══ LISTING ══

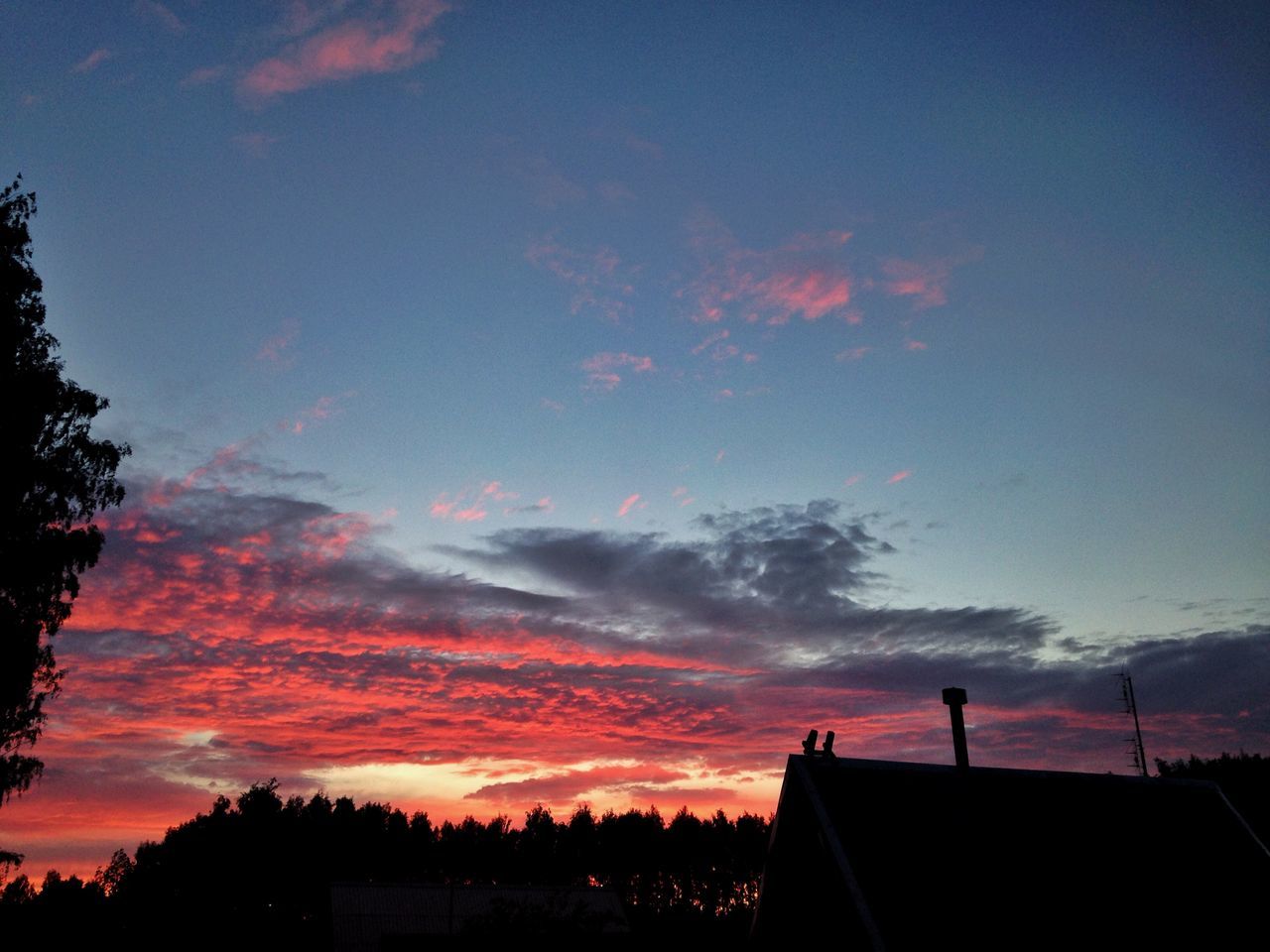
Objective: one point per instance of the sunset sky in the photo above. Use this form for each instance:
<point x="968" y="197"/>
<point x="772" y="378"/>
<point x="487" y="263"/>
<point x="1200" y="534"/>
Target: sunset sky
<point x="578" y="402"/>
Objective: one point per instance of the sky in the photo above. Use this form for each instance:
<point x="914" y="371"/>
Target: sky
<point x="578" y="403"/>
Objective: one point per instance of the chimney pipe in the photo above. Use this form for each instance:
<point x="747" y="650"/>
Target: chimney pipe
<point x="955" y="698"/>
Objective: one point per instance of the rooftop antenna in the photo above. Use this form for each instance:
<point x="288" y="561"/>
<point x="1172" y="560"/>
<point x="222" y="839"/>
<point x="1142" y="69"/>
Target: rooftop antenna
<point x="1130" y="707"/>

═══
══ LISTING ══

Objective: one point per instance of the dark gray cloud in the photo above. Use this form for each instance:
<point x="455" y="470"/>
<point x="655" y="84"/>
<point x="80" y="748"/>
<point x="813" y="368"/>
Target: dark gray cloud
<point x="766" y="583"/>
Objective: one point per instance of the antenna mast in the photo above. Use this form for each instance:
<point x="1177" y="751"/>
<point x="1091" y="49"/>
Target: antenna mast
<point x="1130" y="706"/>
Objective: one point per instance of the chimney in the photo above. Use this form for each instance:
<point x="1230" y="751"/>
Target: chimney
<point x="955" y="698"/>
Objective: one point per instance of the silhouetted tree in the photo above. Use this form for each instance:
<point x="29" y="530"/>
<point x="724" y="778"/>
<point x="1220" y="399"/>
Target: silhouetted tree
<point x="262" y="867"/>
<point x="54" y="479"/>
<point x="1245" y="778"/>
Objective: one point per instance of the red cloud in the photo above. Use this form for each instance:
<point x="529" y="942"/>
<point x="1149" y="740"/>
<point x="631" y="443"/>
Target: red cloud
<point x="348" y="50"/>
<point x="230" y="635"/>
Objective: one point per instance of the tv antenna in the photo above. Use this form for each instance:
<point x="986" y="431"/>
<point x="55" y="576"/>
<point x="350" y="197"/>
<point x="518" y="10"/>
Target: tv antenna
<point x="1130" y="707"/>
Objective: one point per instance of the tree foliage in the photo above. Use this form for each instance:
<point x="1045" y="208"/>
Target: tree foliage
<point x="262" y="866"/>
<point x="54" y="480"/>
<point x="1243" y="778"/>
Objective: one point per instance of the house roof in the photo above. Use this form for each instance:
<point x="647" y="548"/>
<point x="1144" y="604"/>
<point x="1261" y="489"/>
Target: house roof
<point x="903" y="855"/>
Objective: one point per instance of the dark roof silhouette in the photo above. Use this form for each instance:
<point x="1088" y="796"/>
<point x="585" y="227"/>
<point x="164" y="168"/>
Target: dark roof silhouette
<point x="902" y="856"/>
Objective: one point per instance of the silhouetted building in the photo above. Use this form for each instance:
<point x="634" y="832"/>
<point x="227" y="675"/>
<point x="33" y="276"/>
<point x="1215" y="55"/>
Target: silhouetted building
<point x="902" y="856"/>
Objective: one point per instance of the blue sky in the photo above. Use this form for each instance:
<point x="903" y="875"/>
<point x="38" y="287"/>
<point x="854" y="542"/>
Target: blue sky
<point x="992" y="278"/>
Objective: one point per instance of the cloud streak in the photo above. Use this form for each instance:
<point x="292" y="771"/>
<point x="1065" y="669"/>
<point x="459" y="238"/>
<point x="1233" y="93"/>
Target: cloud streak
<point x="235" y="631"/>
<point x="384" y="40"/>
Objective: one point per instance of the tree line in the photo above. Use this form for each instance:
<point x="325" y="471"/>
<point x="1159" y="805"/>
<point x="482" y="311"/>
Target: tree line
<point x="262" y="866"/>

═══
══ LISTING ══

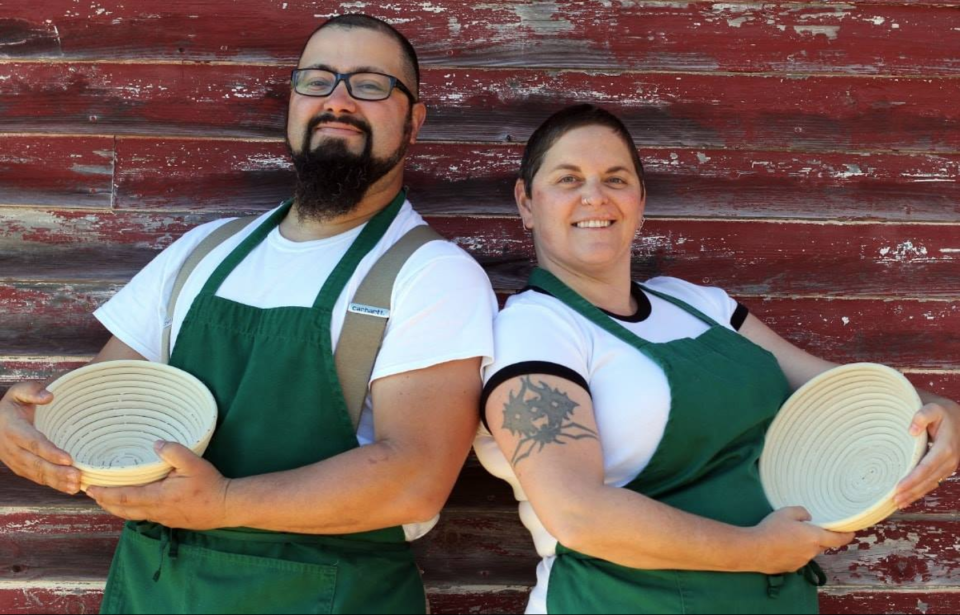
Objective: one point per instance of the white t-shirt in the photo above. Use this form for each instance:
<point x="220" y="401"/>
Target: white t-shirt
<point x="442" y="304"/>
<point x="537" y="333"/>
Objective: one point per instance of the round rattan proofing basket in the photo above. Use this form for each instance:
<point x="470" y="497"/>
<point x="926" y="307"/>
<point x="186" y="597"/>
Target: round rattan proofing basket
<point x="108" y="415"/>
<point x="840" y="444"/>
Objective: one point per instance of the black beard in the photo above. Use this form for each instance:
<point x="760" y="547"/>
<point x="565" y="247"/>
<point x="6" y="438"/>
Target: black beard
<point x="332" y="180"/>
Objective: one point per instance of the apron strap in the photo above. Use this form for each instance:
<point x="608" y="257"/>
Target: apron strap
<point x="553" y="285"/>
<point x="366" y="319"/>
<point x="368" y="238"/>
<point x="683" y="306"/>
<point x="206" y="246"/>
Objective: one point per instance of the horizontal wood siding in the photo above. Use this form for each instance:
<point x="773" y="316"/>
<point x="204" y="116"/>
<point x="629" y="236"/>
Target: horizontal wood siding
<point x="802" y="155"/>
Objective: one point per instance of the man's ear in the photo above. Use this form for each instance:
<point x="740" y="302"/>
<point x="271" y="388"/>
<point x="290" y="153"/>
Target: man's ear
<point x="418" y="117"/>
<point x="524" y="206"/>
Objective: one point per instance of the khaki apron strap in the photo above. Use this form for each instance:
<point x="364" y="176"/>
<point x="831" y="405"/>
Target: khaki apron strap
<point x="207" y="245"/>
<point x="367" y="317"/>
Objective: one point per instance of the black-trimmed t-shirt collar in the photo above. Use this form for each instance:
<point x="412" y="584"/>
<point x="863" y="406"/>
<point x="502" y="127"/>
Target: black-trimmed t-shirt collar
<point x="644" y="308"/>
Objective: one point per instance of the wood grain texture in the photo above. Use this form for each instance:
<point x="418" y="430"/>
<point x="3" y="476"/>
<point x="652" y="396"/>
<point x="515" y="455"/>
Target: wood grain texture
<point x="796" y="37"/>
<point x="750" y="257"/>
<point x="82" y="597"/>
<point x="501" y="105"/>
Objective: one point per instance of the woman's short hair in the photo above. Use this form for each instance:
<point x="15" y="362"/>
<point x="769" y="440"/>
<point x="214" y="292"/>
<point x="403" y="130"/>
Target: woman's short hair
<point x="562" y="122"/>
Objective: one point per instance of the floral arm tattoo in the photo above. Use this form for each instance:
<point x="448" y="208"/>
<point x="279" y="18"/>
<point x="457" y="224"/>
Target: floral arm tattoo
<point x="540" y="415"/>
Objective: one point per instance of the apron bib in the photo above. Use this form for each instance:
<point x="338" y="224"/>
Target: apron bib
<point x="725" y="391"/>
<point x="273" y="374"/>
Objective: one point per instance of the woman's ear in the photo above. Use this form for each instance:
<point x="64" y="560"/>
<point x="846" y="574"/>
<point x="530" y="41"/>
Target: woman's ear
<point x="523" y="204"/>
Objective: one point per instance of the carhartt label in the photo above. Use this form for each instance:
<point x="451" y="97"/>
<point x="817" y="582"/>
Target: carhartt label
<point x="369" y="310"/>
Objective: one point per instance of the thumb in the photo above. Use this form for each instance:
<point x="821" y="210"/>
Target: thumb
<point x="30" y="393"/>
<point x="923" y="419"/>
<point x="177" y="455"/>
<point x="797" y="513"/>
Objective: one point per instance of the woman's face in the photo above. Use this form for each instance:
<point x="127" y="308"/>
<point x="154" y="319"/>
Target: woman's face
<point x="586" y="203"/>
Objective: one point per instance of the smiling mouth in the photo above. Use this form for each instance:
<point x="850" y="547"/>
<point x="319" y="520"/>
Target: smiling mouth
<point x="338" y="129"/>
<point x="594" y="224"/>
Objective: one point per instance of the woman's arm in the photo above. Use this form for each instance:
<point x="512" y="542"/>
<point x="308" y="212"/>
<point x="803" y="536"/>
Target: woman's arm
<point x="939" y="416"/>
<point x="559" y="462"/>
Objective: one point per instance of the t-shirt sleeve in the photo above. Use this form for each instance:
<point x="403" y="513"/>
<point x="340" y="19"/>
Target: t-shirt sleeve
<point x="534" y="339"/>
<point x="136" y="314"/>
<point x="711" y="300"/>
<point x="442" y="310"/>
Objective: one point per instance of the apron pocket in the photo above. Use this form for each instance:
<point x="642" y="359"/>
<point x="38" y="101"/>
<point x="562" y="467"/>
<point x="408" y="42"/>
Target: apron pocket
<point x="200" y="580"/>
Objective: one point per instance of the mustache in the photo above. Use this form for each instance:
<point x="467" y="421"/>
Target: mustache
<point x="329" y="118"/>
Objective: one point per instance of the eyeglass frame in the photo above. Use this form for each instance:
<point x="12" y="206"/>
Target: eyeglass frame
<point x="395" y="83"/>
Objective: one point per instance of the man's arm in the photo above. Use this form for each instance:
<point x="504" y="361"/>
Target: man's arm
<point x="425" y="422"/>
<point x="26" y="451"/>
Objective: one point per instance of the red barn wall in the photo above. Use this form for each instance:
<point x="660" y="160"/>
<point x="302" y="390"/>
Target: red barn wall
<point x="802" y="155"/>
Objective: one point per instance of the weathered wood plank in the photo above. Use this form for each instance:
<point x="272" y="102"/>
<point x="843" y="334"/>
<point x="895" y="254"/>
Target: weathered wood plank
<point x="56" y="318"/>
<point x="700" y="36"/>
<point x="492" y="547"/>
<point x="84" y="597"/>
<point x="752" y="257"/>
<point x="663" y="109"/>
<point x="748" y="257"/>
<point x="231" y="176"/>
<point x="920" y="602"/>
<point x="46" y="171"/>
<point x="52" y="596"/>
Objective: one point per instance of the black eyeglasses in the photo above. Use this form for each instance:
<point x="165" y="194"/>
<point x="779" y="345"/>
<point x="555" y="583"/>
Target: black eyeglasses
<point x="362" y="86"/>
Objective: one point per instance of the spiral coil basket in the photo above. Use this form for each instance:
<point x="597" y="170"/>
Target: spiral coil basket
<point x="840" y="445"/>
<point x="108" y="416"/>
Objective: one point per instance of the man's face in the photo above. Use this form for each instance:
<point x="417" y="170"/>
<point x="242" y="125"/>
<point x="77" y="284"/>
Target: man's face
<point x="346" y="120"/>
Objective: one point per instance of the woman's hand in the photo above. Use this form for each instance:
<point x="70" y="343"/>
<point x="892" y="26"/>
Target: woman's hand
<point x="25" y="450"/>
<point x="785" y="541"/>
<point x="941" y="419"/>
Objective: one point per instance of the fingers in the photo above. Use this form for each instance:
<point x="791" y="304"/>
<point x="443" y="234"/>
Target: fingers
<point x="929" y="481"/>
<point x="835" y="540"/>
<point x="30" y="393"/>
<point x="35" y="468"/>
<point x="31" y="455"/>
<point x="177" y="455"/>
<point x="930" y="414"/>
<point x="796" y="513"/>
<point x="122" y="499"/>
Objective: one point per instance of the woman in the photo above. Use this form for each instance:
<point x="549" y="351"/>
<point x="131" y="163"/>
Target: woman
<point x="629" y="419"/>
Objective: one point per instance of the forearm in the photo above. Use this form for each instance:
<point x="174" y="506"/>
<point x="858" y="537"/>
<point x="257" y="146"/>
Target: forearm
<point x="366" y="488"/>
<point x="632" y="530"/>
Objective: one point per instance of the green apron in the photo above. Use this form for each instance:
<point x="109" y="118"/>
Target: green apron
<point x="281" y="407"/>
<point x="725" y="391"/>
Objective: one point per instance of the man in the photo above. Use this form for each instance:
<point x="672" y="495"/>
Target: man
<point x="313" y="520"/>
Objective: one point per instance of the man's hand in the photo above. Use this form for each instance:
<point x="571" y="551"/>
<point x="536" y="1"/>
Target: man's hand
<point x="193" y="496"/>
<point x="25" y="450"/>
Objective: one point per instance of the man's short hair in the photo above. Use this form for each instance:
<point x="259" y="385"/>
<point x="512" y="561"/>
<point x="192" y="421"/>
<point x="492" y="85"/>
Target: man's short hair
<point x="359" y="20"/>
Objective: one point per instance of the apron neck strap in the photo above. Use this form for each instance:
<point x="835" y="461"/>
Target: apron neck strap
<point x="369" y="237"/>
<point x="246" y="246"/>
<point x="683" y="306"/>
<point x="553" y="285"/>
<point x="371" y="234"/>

═══

THE PROBLEM: Which lines of the records contain the string "strap"? Show each of them in full.

RESPONSE TO THIS EXERCISE:
Objective: one point per instance of the apron strap in the photo above. Use this form for each instance:
Target: apron strap
Objective: one point per instance of the khaki apron strap in the photo above. Use this form for each instance:
Target: khaki apron strap
Objective: one point per instance of the apron neck strap in the photo above. Use this form for each instance:
Target: apron neck strap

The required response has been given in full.